Chegar a um público novo é um deles. A Solisluna, por exemplo, tem um robusto catálogo de obras infantis e espera alcançar mais pais e professores. Mesmo que não conclua uma compra ali, o leitor em potencial poderá conhecer as obras, a proposta editorial e os profissionais das pequenas empresas. “Nossos autores vão passar pelo estande, e queremos ressaltar a presença dos editores. Não vai ser um atendimento frio de um vendedor contratado na hora”, opina Gustavo Faraon, da porto-alegrense Dublinense. “Queremos estar juntos, mas precisamos que nossas individualidades sejam reconhecidas pelos leitores. Nossa chance de chamar atenção num universo como a Bienal é pela relevância.”
Além do potencial de vendas, a Bienal do Livro permite que as editoras alcancem novos leitores
Outro ganho, é claro, é a união de esforços para possibilitar algo que dificilmente seria viável de forma individual. Até porque no mesmo período, de 14 a 22 de junho, estará acontecendo em São Paulo A Feira do Livro, realizada pela Associação Quatro Cinco Um e a Maré Produções, que já estava confirmada quando o evento carioca, normalmente realizado em setembro, foi antecipado por conta das celebrações do Rio Capital Mundial do Livro. “A maioria de nós vai estar na feira paulistana também, só essa coletividade permite que participemos das duas ao mesmo tempo”, observa Maíra Nassif, da belo-horizontina Relicário.

#####

Lista de atividades =>
A) Reproduza literalmente o trecho dos registros que começa na linha que contém "273L302 301L297 446L349" e termina no fim dos registros, incluindo as duas extremidades.
B) Retome o texto sobre a presença das editoras na Bienal do Livro, prosseguindo a partir da última frase apresentada.
Os registros não têm nenhuma relação com o texto.

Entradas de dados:
#####

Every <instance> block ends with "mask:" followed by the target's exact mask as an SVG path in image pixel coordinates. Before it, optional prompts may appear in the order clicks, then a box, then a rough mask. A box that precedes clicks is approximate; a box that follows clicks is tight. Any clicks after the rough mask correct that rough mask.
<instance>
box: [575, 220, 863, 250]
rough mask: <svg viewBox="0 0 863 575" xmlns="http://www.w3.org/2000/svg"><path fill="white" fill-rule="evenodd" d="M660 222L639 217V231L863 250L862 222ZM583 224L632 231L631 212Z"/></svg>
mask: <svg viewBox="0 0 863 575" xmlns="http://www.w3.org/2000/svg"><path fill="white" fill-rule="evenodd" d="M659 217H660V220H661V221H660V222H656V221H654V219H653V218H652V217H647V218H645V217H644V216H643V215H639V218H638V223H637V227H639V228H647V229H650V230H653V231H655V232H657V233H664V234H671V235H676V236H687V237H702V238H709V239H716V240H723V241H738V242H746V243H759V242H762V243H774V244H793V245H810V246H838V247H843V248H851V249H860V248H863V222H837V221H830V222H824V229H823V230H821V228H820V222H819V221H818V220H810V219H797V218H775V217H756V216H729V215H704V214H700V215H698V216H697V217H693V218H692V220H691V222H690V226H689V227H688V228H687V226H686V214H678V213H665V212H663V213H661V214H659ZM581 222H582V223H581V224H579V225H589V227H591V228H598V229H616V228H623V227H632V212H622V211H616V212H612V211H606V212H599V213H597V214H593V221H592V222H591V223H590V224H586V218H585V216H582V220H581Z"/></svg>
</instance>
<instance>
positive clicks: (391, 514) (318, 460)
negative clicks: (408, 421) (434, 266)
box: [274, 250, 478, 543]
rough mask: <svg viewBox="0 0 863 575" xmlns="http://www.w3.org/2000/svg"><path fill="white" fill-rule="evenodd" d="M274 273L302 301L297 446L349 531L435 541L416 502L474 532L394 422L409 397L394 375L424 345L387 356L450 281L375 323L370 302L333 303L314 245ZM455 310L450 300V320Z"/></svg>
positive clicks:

#####

Respostas por tarefa =>
A)
rough mask: <svg viewBox="0 0 863 575" xmlns="http://www.w3.org/2000/svg"><path fill="white" fill-rule="evenodd" d="M274 273L302 301L297 446L349 531L435 541L416 502L474 532L394 422L409 397L394 375L424 345L387 356L450 281L375 323L370 302L333 303L314 245ZM455 310L450 300V320Z"/></svg>
positive clicks:

B)
Num projeto coletivo, as complexidades aumentam, mas as soluções criativas também. “Cada editora soma com o que faz de melhor. Formamos grupos de trabalho, e está tudo fluindo muito bem”, detalha ela. Enquanto certas editoras cuidam da produção de uma identidade visual forte, outras colaboram na relação institucional com a Bienal, por exemplo. “Temos experiências diferentes, mas nesse contexto coletivo somos todas aprendizes, e isso está sendo bem legal”, acrescenta Impellizieri, da Bazar, chamando atenção também para a oportunidade de conhecer melhor os catálogos das parceiras.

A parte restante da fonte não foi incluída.